WHAT THE EXERCISE ASKS » Replace each "overcast sky" with "cloudy sky" throughout the material below, leave everything else unchanged, and omit the pictures from your answer.

═════ DATASET

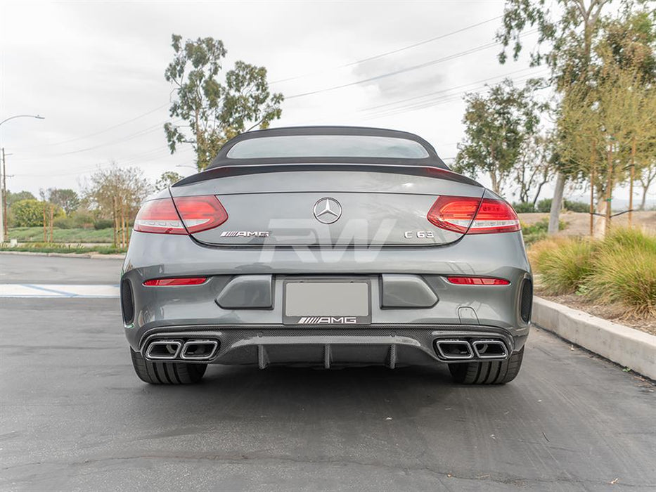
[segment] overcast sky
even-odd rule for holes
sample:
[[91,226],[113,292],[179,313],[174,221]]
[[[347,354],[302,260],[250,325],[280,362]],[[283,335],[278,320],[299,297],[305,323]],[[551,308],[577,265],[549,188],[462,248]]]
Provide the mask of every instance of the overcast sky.
[[[497,63],[499,47],[492,43],[503,4],[2,2],[0,120],[46,117],[0,128],[0,143],[11,154],[8,187],[35,195],[50,187],[78,189],[112,160],[139,167],[153,181],[167,170],[191,174],[191,149],[169,155],[162,129],[172,89],[164,79],[172,33],[221,39],[224,67],[236,60],[265,66],[272,89],[288,98],[272,126],[406,130],[427,139],[449,163],[463,136],[465,91],[483,90],[504,75],[523,84],[545,73],[526,60]],[[534,39],[528,34],[525,44]],[[383,53],[389,54],[378,56]],[[361,82],[399,70],[404,71]]]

══════════

WORKED SOLUTION »
[segment] cloudy sky
even-odd rule for holes
sample:
[[91,226],[113,292],[179,313],[174,221]]
[[[347,354],[302,260],[250,325],[280,362]],[[283,335],[278,320],[299,297],[305,323]],[[551,308],[577,265],[549,188],[462,248]]]
Provide the mask of every instance of the cloudy sky.
[[[497,63],[499,47],[492,43],[503,4],[2,2],[0,120],[46,117],[0,128],[0,143],[11,154],[8,187],[35,195],[50,187],[78,189],[112,160],[139,167],[153,181],[167,170],[191,174],[191,149],[169,155],[162,129],[172,89],[164,79],[172,33],[221,39],[224,67],[236,60],[265,66],[272,89],[288,98],[272,126],[406,130],[427,139],[449,163],[463,136],[465,91],[483,90],[504,75],[523,84],[545,73],[526,60]],[[534,39],[528,34],[525,44]],[[383,53],[389,54],[378,56]],[[361,82],[399,70],[404,71]]]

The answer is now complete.